[START OF SUPPLIED PASSAGE]

# White line anti lift kit videos.



## R5T (Apr 24, 2008)

I thought this is interesting to see and how it works, also available for TT's.






And here in action on a polo, you have no idea how much movement there is in the OEM applicatie.






*White Line producten have "TÜV-Gutachten"*


----------



## conneem (Nov 4, 2006)

Supposed to improve turn in a great deal.

Blake83 has it on his TT


----------



## R5T (Apr 24, 2008)

Apparently you got a lot more steer feel.

There are most likely a lot more makes that make a kit like this.
No idea what the better or worst makes are.


----------



## jamiekip (Nov 12, 2006)

Superpro make bush inserts that achieve the same thing.... Make a massive difference especially if you do the full set


----------



## R5T (Apr 24, 2008)

The question is, is the TT RS the same as for example a TT-S or 2.0TFSI quattro. ???

The SuperPro looks expensive on labor compare to white line.


----------



## jamiekip (Nov 12, 2006)

Why do you say that? Have you had a quote to have superpro fitted?
If you just did the bushes to imitate WALK the parts cost less. Drop the oem item, insert superpro bushes and reattach... Not a huge job!
Yes it's a big job if you do every bush in the car but we're only talking the equivalent of the WALK kit.


----------



## McKenzie (Dec 25, 2008)

I think this will make a massive difference in a FWD TT. Mainly due to the added caster, I would imagine (but would just like to hope) that this would also add a better heavier steering feel too. I have heard that the TT set-up is different to the MK5 golf. Only slightly different stud pattern. I found this out a few months back as I was going to buy a MK5 version for cheap and found out it won't fit... apparently.


----------



## conneem (Nov 4, 2006)

McKenzie said:


> I think this will make a massive difference in a FWD TT. Mainly due to the added caster, I would imagine (but would just like to hope) that this would also add a better heavier steering feel too. I have heard that the TT set-up is different to the MK5 golf. Only slightly different stud pattern. I found this out a few months back as I was going to buy a MK5 version for cheap and found out it won't fit... apparently.


You sure, it has the same part number on the whiteline site???


----------



## R5T (Apr 24, 2008)

The SuperPro does look like 2-3 hours work, meaning at leased 160-240 Euro labor.

The white line looks like less then a half hour work.


----------



## jamiekip (Nov 12, 2006)

R5T said:


> The SuperPro does look like 2-3 hours work, meaning at leased 160-240 Euro labor.

[END OF SUPPLIED PASSAGE]
[START OF DATA EXTRACT]

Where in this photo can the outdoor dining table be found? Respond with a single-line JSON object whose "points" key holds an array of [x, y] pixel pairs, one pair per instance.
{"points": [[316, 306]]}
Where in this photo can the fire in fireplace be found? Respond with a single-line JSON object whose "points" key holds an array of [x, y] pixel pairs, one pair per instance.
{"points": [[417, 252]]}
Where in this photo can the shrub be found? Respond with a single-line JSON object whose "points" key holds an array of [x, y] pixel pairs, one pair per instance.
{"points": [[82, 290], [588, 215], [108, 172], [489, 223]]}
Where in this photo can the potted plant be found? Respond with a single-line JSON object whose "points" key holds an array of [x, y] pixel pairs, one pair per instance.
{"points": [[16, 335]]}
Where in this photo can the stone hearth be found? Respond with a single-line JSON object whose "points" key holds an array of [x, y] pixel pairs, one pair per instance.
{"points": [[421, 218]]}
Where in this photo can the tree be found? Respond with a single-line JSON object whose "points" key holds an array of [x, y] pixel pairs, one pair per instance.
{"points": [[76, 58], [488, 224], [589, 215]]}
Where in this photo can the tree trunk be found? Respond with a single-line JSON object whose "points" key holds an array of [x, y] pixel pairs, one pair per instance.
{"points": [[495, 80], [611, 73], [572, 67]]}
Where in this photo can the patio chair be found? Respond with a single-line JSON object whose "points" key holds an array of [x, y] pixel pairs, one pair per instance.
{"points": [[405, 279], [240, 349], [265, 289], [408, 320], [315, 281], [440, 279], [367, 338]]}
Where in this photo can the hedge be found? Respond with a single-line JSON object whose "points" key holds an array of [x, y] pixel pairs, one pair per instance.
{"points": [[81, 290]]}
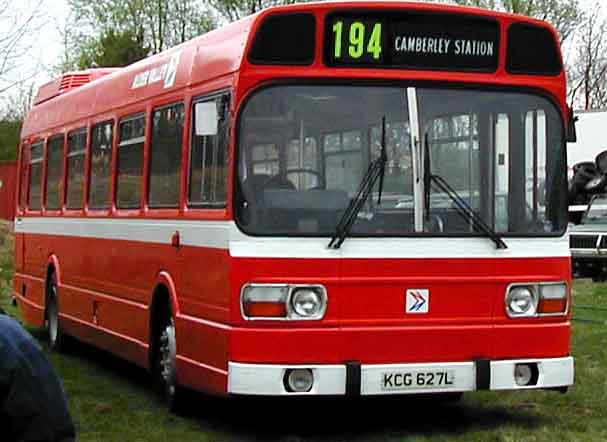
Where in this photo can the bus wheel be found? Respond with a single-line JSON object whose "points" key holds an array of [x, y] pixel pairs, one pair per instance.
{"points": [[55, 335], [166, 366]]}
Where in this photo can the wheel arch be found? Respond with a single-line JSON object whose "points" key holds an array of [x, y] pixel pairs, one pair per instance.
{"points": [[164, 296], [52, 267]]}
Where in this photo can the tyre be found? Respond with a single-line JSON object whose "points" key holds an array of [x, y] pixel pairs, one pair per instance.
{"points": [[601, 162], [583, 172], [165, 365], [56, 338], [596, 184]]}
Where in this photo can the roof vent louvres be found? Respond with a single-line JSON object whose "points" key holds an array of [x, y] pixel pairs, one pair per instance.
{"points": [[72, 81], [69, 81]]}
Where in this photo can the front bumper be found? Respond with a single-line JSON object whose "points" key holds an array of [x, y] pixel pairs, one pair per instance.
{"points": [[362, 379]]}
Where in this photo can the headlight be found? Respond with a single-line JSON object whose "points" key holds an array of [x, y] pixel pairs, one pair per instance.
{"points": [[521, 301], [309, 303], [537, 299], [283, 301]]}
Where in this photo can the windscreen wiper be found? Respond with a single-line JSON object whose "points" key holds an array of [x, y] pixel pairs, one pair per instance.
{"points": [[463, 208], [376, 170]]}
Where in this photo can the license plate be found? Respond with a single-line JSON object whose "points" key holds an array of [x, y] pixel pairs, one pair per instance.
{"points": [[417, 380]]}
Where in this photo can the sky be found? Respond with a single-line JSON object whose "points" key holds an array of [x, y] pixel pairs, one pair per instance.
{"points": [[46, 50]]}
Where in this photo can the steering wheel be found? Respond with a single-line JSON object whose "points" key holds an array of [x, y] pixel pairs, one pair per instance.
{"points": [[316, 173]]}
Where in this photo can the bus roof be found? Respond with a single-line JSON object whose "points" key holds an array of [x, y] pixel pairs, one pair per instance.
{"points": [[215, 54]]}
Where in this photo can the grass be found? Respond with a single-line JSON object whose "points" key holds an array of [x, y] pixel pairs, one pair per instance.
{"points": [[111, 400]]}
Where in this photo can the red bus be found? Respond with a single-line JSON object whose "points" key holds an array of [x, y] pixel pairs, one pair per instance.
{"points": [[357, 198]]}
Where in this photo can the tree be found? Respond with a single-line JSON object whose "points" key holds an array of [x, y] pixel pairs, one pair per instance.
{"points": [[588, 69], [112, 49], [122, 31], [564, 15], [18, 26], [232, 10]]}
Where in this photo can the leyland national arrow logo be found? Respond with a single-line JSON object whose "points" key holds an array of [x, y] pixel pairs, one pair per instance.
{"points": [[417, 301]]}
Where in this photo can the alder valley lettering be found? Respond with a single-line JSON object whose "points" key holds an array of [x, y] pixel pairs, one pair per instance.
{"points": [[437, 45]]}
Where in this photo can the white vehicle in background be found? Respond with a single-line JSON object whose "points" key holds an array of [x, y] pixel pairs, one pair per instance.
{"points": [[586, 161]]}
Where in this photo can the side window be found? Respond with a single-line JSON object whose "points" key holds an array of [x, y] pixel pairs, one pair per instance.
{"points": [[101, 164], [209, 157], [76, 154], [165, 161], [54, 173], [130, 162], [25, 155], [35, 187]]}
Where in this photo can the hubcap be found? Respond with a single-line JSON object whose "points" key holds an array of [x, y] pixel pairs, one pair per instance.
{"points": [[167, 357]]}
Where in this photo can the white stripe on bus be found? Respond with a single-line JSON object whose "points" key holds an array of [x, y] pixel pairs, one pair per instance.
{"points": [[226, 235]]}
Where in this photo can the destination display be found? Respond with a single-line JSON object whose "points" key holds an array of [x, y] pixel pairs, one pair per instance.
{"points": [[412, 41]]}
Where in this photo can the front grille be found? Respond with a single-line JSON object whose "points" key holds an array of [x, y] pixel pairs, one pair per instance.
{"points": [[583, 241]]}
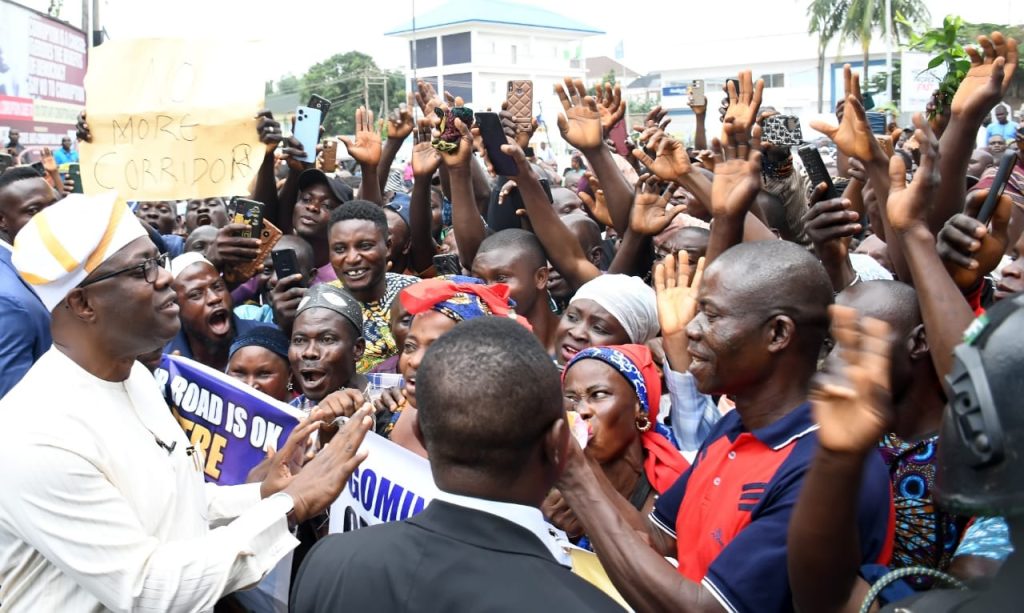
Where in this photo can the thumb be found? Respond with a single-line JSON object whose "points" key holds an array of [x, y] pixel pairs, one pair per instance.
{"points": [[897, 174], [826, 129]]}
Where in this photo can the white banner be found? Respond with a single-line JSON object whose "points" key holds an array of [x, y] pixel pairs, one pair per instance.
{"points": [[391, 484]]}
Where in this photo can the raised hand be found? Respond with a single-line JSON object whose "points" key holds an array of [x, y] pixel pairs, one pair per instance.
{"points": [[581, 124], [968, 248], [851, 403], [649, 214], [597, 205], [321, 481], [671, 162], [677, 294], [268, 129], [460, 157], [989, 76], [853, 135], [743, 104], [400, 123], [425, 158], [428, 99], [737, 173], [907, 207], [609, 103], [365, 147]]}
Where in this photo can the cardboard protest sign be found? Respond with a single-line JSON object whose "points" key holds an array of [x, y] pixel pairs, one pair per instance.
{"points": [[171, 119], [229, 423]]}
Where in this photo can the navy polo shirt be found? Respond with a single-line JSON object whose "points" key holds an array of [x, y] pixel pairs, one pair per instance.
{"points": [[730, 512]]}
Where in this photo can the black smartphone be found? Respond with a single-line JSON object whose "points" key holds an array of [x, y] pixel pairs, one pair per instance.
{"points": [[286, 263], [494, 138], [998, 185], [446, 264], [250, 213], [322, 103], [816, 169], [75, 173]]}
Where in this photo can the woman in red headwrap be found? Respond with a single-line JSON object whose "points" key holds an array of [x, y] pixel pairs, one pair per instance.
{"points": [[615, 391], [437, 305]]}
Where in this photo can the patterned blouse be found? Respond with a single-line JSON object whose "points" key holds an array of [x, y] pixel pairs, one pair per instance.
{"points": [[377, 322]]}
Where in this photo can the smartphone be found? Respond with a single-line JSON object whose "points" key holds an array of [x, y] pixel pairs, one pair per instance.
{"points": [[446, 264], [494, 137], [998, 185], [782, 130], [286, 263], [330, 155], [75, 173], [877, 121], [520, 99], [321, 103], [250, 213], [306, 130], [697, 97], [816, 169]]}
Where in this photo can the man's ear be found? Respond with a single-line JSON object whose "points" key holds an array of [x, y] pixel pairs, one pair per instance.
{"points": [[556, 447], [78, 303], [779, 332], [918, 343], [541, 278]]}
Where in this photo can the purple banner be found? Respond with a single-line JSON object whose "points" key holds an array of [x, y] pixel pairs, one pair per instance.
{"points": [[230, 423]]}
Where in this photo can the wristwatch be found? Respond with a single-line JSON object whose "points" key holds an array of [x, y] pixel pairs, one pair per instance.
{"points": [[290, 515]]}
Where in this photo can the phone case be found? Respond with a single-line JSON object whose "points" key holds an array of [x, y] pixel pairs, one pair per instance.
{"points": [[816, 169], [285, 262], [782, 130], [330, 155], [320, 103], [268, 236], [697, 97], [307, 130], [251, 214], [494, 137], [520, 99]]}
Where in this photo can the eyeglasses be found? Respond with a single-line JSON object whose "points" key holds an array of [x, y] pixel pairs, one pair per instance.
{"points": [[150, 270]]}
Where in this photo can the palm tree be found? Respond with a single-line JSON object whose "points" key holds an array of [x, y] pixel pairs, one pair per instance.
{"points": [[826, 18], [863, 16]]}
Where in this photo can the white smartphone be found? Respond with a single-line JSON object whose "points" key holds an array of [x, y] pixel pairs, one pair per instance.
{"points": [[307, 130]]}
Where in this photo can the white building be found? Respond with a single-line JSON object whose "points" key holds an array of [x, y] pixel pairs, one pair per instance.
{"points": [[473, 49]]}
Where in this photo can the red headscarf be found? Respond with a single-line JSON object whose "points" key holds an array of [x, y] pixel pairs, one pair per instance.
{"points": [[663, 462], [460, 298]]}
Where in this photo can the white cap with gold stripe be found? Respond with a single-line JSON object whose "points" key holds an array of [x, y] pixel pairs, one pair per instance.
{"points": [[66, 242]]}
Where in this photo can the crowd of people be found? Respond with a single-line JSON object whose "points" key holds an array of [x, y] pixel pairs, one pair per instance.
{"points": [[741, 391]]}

[END OF DATA EXTRACT]

GIVEN PROBLEM 1.
Check each statement against the forum thread on anti lift kits and answer yes or no, quoting the words of the thread that decide it. (a) conneem says Blake83 has the kit on his TT. (b) R5T estimates the White Line kit takes more than an hour to fit. (c) jamiekip says Superpro makes bush inserts that achieve the same thing.
GIVEN PROBLEM 2.
From the forum thread on anti lift kits, return the passage word for word, starting at the words "Why do you say" and ending after "the WALK kit.".

FINISHED ANSWER 1.
(a) Yes: "Blake83 has it on his TT"
(b) No: "The white line looks like less then a half hour work."
(c) Yes: "Superpro make bush inserts that achieve the same thing"

FINISHED ANSWER 2.
Why do you say that? Have you had a quote to have superpro fitted?
If you just did the bushes to imitate WALK the parts cost less. Drop the oem item, insert superpro bushes and reattach... Not a huge job!
Yes it's a big job if you do every bush in the car but we're only talking the equivalent of the WALK kit.